• FRAGMENTO DEL DOCUMENTO:
-------------------------

Con el tiempo, la vasta obra en proceso y las muchas traducciones anunciadas devienen un motivo para la saudade: ¿dónde naufragaron Fernando Dantin y el resto de Examen de pausas? Desvelo, aparte de los adelantos en Ulises, solo saldría a la luz en 1953. De las traducciones: unas líneas de Lautréamont en Ulises (y no del Canto VI de Maldoror), nada de Rimbaud ni de Romains ni de Barrie. De Roger Marx, al parecer, no se tiene mayor noticia de una posible publicación4 y solo hasta 1944 apareció la comedia de Roso di San Secondo en El Hijo Pródigo.

-------------------------

• INFORMACIÓN PROPORCIONADA:
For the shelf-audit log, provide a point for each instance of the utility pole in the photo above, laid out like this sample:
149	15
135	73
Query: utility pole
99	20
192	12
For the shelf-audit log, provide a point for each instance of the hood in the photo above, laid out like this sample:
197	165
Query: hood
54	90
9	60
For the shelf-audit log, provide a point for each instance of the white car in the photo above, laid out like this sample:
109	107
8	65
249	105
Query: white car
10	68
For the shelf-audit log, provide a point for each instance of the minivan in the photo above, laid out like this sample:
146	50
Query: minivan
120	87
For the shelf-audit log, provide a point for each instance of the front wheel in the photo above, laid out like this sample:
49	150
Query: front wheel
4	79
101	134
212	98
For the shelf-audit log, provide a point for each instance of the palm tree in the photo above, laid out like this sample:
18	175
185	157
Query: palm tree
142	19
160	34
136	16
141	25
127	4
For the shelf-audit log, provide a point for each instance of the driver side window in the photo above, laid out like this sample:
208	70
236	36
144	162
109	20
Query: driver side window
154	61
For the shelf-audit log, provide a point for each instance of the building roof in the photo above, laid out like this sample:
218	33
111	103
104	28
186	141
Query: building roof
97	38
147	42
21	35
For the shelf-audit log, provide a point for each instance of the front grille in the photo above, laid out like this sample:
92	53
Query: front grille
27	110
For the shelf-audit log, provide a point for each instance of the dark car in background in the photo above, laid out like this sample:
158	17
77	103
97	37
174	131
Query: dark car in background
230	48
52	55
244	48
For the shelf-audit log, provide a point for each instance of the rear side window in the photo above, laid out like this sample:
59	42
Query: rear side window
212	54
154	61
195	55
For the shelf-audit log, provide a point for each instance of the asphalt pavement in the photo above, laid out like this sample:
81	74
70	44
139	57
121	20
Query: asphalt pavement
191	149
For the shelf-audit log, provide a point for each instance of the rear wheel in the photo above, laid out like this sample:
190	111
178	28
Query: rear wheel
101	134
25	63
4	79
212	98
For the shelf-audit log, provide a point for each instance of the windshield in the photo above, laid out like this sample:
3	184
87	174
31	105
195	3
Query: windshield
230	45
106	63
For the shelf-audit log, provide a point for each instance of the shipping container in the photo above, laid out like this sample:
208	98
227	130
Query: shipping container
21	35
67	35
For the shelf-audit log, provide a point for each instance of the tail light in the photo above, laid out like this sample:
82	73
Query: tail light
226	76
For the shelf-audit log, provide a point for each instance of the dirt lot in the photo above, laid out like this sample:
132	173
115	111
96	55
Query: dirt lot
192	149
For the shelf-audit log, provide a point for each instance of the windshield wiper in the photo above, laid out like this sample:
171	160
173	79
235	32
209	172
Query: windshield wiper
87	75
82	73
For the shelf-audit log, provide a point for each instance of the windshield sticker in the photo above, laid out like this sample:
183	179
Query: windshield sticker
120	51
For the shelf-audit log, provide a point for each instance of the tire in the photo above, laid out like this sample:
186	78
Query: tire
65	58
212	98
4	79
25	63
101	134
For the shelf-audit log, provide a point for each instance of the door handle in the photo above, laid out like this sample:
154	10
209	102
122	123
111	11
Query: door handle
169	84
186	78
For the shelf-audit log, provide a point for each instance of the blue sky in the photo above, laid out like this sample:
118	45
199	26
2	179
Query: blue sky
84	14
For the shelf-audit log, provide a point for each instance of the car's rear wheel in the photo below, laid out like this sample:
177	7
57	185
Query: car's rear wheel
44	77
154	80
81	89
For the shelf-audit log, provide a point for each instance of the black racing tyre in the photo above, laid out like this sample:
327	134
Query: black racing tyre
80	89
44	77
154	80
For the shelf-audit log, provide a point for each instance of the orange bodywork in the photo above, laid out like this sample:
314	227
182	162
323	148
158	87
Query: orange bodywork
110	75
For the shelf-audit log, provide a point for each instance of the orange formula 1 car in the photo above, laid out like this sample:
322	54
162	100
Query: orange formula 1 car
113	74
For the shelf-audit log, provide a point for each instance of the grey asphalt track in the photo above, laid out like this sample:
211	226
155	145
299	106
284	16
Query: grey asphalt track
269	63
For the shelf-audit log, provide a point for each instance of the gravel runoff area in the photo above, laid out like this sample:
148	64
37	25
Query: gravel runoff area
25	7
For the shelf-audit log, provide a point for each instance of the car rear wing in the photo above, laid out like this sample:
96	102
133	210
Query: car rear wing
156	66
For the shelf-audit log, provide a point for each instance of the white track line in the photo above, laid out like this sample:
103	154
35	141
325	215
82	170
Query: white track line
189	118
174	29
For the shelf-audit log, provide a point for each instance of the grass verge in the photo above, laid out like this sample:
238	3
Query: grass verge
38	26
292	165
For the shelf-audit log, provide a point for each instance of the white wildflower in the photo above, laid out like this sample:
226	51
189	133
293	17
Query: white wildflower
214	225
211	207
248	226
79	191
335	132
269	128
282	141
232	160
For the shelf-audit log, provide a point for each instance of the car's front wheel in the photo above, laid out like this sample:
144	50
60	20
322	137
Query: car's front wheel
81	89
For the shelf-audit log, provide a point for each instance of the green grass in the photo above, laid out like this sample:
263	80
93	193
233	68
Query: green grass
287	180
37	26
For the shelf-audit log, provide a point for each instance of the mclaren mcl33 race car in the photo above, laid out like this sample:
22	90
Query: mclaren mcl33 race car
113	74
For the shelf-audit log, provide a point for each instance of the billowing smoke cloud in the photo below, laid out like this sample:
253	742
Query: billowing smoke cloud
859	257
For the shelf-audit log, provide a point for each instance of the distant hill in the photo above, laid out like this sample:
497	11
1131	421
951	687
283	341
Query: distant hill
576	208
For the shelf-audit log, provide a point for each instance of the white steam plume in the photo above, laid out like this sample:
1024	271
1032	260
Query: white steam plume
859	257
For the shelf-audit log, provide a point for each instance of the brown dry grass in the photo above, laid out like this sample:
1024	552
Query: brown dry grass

-------------------------

• ENUNCIADO DEL PROBLEMA: Copie textualmente el pasaje del fragmento sobre las obras y traducciones anunciadas que comienza en "Con el tiempo, la" y termina en "El Hijo Pródigo.".

• RESPUESTA ESPERADA:
Con el tiempo, la vasta obra en proceso y las muchas traducciones anunciadas devienen un motivo para la saudade: ¿dónde naufragaron Fernando Dantin y el resto de Examen de pausas? Desvelo, aparte de los adelantos en Ulises, solo saldría a la luz en 1953. De las traducciones: unas líneas de Lautréamont en Ulises (y no del Canto VI de Maldoror), nada de Rimbaud ni de Romains ni de Barrie. De Roger Marx, al parecer, no se tiene mayor noticia de una posible publicación4 y solo hasta 1944 apareció la comedia de Roso di San Secondo en El Hijo Pródigo.